• TEXT
************
If there is any truth in reports from Stockholm, the Danes have won a major political and moral victory. The Germans must have suffered a tremendous loss of face in all occupied countries, for they acceded to Danish demands only after their threats to starve and bomb Copenhagen had failed completely to impress the strikers. Fantastic as this failure may seem to a world accustomed to Nazi ruthlessness, it is not entirety inexplicable if one reviews German actions in Denmark during the past ten months.

On August 29 of last year, when the Danes refused to make further concessions to the German will–to surrender Danish saboteurs to the mercy of German courts or to deliver Danish Jews to German executioners–the Nazis proclaimed a state of siege. They disarmed the Danish army after several days’ fighting, dismissed the government, and made the king a virtual prisoner.

At that time everyone expected the Germans would carry out their threat to proclaim Denmark a “protectorate” and let the Gestapo rule it. But they did not. Instead they did their utmost to persuade the Danes to resume the administration of their own affairs. They went to the prisoner-King and asked him to appoint a new Cabinet, even one of his choosing. The King said that was impossible. In the first place, he was a prisoner; his hands were tied. In the second place, since he was a constitutional sovereign, he could not appoint a new government without accepting the resignation of the old–and by preventing the old government from functioning, the Germans had automatically deprived it of the power to resign.
************
• STORED DATA
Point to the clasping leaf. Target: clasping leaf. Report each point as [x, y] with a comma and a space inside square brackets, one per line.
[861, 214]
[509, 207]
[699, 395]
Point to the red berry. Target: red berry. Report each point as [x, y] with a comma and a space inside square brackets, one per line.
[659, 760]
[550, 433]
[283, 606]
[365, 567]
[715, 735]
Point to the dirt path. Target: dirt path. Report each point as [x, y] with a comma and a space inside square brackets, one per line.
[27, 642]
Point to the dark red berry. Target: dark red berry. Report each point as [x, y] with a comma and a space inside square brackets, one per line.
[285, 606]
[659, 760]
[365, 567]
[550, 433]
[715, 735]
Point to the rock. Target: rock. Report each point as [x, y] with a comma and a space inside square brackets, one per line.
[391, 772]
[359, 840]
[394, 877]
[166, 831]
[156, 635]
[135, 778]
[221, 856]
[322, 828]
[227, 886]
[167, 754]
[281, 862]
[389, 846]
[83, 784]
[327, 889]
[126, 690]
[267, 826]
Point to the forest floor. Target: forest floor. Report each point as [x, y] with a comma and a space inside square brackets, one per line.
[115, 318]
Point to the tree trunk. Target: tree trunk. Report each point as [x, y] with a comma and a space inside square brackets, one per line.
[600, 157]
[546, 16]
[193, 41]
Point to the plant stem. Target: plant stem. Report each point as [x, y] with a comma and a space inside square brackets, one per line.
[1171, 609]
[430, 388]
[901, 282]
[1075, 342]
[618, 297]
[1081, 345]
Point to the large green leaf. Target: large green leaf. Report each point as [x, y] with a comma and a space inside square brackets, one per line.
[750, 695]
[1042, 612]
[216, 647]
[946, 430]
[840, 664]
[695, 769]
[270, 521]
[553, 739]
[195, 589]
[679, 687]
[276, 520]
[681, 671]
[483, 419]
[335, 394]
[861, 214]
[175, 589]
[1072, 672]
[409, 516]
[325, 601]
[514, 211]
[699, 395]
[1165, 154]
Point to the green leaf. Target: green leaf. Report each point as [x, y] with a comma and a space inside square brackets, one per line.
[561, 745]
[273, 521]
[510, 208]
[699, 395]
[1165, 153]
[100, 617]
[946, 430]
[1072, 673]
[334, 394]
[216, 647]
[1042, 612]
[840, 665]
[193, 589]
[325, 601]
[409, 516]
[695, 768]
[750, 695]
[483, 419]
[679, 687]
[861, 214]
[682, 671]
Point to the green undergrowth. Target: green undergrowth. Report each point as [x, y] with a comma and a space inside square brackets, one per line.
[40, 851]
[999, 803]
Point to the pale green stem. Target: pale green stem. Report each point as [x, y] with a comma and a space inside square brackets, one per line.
************
• THE TASKS
1. Decide whether each statement agrees with the passage on German rule in Denmark. For each, answer yes or no and quote the words of the passage that settle it: (a) After August 29, the Germans proclaimed Denmark a protectorate under Gestapo rule. (b) The Nazis disarmed the Danish army after several days of fighting. (c) The King agreed to appoint a new Cabinet when the Germans asked him.
2. Using the passage on German rule in Denmark, explain why the King refused to appoint a new Cabinet.
3. Continue the passage on German rule in Denmark from its final sentence.
The records are not required for any of this work.

• ANSWERS PROVIDED
1.
(a) No: "But they did not."
(b) Yes: "They disarmed the Danish army after several days’ fighting"
(c) No: "The King said that was impossible."

2. The King said he was a prisoner, so his hands were tied. Also, as a constitutional sovereign, he could not appoint a new government without first accepting the old one's resignation. By preventing the old government from functioning, the Germans had taken away its power to resign.

3.
All right, the Germans said, we shall see. They assembled, by force, the, members of the old Cabinet and told them either to resign or to resume their functions. The ministers unanimously refused to do either. This, they said, is a meeting of Cabinet ministers, certainly, but it is not a Cabinet meeting because it has not been summoned in the proper way. The Prime Minister added that he was unable to summon a Cabinet meeting be-cause the Germans prevented him from functioning by their extraordinary measures of August 29.

The Germans went to Parliament. Look here, they said, this is ridiculous. We want to play ball with you, and what does your government do but start a sitdown strike. Get an-other government, and we will be friends. The representatives of Parliament’s five parties declared–unanimously–that Parliament still had full confidence in the old government. It was certainly not their fault that the Germans prevented it from functioning.

Exasperated, the Germans went back to the King. But he was a constitutional monarch, and he could do nothing against the advice of Parliament. The truth was that the Danish politicians were none too eager to assume further responsibility for what was happening in the country. They had actually felt a sense of relief when Danish autonomy was kicked overboard.

The Germans gave up. The Danes were given a good dose of the Gestapo. However, in comparison with the treatment accorded other German-occupied countries, they were handled gently: fewer shootings, fewer mass arrests, no interdiction of political parties or unions, no seizure of newspapers. The state and local administrations were allowed to function.

The Danish answer to even these half-hearted concessions was a wave of sabotage unequaled in any other occupied country. Two hundred acts of sabotage were reported in the last four months of 1943, ranging from wrecking of troop trains to destruction of well-guarded war plants–an average of fifteen to twenty cases a day in a country of less than four million inhabitants.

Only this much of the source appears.